Text provided:
--*--

Project Description:
We are an OSU Center for the Humanities research group with home departments in History, Media & Strategic Communications, and Educational Leadership & Policy Studies. Given these disciplinary backgrounds, in Fall 2024, we decided to spend time reading literature from our respective disciplines on peace building, conflict studies, and pedagogy. In doing so, we created our working definitions of conflict and peace, respectively, and determined what issue we wished to address through our project. We think of conflict as natural and not inherently negative but rather as potentially constructive. Peace, then, is the process of productively addressing conflict in a way that triggers social change.
From this starting point, we questioned what variables prevented peacebuilding, using the OSU campus community as our community of study. The question of social media use and the related loneliness epidemic captured our interest, as we see students struggling to form meaningful human relationships and as a result, less capable of discussing their differences (i.e. conflicts) in productive ways that might generate peace. After reading scholarship on these topics, we determined to design a project that would enable us to guide students in denaturalizing social media usage, constructively evaluating their social media practices, and rethinking human connection and what it means to be a citizen in various communities.
To this end, our group designed an honors add-on course titled “Social Media as an
Instrument of Peace and Destruction.” Honors add-on courses are 1-credit hour courses
that meet once weekly for a 15-week semester. They pair with general education courses.
After meeting with Associate Dean Richard Frohock, we anticipate that this course could be paired with U.S. history surveys (HIST 1103
and 1493) and introductory media courses (MC 1143 and SC 2183). However, the contents
of this class would be relevant for any OSU undergraduates regardless of major and
would be particularly beneficial to the Honors college given its emphasis on active
learning.
We plan to teach this course from a peace pedagogy perspective. This means that one of the learning outcomes is to generate peace in the classroom, and we aim to do this through experiential learning.

--*--

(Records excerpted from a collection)
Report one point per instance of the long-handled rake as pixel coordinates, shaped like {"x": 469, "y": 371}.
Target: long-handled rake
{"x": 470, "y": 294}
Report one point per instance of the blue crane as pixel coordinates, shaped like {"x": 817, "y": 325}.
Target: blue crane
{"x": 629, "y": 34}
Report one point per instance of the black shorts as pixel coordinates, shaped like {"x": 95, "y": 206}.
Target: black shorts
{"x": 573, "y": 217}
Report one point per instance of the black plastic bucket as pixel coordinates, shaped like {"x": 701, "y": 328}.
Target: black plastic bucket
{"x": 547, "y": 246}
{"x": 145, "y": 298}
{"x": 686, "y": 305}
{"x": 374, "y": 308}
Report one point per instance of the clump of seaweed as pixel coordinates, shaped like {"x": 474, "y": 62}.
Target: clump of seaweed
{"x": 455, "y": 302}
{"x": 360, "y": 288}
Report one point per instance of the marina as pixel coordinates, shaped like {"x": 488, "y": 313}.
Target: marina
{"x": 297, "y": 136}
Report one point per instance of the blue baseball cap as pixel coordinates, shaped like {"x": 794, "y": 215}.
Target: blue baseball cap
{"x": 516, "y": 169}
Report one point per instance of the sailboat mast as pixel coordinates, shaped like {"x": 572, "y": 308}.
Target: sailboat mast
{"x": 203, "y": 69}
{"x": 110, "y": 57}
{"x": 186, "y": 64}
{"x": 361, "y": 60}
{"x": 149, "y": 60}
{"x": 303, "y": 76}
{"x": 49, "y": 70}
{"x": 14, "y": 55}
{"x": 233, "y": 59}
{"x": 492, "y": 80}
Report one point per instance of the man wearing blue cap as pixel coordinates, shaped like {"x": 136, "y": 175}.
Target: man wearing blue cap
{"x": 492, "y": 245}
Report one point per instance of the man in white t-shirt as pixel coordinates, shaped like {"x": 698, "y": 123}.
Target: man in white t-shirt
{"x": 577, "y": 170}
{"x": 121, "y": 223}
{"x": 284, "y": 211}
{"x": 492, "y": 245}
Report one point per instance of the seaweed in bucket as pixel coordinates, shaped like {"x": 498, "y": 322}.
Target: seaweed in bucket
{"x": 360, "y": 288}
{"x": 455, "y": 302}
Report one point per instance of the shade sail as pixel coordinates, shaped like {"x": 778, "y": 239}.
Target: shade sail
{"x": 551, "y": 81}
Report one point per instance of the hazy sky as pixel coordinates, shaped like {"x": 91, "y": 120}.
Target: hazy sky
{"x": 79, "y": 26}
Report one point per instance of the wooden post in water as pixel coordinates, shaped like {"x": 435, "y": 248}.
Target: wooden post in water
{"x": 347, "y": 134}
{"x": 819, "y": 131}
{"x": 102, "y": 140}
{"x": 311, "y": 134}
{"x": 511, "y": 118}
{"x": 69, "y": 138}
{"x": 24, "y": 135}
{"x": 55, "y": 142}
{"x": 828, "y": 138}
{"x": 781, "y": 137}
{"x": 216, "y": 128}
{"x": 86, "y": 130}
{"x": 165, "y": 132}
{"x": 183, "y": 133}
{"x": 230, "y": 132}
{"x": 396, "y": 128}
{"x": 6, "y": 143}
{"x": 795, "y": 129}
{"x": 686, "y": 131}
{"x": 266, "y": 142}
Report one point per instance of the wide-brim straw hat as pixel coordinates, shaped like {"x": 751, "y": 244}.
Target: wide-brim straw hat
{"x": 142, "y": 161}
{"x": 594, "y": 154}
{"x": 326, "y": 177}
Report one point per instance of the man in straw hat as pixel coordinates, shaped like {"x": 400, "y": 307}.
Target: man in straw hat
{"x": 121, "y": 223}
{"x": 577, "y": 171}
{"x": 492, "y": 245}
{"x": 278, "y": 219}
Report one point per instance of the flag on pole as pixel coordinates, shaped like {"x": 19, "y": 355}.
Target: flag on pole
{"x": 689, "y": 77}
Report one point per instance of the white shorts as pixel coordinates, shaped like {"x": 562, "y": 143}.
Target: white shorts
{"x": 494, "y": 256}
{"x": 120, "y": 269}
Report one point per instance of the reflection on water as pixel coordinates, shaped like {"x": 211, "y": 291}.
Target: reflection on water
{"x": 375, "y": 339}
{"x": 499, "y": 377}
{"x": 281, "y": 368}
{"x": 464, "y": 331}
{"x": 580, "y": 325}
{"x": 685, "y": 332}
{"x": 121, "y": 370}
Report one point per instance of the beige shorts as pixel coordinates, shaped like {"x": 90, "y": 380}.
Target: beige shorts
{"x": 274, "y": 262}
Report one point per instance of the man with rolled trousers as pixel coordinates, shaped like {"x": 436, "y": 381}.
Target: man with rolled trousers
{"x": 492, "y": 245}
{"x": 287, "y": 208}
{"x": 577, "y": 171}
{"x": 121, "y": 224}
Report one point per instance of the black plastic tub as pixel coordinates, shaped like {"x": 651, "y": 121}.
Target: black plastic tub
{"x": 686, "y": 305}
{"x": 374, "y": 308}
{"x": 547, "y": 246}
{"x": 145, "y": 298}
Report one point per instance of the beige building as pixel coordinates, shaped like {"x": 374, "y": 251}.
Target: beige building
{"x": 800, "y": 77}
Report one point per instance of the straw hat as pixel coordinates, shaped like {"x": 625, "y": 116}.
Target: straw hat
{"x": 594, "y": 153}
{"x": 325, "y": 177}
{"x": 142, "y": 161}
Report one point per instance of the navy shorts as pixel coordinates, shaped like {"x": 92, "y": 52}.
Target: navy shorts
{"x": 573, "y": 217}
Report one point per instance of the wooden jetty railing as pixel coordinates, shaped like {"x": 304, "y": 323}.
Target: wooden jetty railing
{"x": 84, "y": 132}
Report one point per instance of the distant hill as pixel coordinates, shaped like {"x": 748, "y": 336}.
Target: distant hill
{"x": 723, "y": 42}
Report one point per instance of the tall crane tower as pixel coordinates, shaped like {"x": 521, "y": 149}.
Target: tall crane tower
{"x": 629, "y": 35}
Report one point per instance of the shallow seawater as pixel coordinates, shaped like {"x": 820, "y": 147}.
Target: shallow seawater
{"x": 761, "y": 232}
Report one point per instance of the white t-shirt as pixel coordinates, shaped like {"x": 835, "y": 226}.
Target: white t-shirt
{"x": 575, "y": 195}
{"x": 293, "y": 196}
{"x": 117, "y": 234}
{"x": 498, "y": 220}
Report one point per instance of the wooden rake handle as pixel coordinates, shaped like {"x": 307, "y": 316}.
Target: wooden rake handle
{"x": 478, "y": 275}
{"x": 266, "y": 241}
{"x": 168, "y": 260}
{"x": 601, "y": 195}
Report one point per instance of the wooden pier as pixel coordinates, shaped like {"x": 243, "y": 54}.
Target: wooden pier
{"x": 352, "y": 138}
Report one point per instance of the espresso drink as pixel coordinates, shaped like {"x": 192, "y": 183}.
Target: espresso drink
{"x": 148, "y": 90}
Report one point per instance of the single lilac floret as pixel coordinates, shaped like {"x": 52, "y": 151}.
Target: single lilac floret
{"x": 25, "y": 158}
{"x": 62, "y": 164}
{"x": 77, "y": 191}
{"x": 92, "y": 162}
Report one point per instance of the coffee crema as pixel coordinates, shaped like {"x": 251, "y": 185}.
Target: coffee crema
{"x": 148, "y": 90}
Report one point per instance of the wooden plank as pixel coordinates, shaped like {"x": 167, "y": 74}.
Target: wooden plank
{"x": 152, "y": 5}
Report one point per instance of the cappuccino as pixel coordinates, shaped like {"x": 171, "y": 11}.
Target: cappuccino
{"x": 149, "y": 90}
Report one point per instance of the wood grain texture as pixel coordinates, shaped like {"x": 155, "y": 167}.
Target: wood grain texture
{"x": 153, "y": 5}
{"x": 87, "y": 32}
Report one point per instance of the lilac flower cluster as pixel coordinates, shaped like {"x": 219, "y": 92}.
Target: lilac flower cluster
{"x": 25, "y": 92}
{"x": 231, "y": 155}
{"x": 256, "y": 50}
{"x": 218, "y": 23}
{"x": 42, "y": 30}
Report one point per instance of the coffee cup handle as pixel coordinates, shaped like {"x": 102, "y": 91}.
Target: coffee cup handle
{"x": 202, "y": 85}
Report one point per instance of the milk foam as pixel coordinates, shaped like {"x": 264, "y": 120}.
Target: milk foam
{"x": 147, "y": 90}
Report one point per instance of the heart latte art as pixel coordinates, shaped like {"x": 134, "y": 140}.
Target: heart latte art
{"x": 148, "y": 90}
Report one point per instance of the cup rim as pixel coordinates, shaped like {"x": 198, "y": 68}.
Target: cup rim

--*--

Complete the following:
1. Repeat the passage of the project description from "To this end, our" to "through experiential learning." word for word.
2. Reproduce the lines of the listing exactly, starting with the line that contains "Report one point per instance of the cappuccino" and continuing through the final line of the listing.

Answers by task:
1.
To this end, our group designed an honors add-on course titled “Social Media as an
Instrument of Peace and Destruction.” Honors add-on courses are 1-credit hour courses
that meet once weekly for a 15-week semester. They pair with general education courses.
After meeting with Associate Dean Richard Frohock, we anticipate that this course could be paired with U.S. history surveys (HIST 1103
and 1493) and introductory media courses (MC 1143 and SC 2183). However, the contents
of this class would be relevant for any OSU undergraduates regardless of major and
would be particularly beneficial to the Honors college given its emphasis on active
learning.
We plan to teach this course from a peace pedagogy perspective. This means that one of the learning outcomes is to generate peace in the classroom, and we aim to do this through experiential learning.

2.
Report one point per instance of the cappuccino as pixel coordinates, shaped like {"x": 171, "y": 11}.
Target: cappuccino
{"x": 149, "y": 90}
Report one point per instance of the wood grain texture as pixel coordinates, shaped like {"x": 155, "y": 167}.
Target: wood grain texture
{"x": 153, "y": 5}
{"x": 87, "y": 32}
Report one point per instance of the lilac flower cluster as pixel coordinates, shaped like {"x": 219, "y": 92}.
Target: lilac flower cluster
{"x": 25, "y": 92}
{"x": 231, "y": 155}
{"x": 256, "y": 50}
{"x": 218, "y": 23}
{"x": 42, "y": 30}
Report one point per instance of the coffee cup handle as pixel coordinates, shaped like {"x": 102, "y": 91}.
Target: coffee cup handle
{"x": 202, "y": 85}
Report one point per instance of the milk foam as pixel coordinates, shaped like {"x": 264, "y": 120}.
Target: milk foam
{"x": 147, "y": 90}
Report one point per instance of the heart latte art as pixel coordinates, shaped like {"x": 134, "y": 140}.
Target: heart latte art
{"x": 148, "y": 90}
Report one point per instance of the cup rim as pixel coordinates, shaped like {"x": 198, "y": 68}.
Target: cup rim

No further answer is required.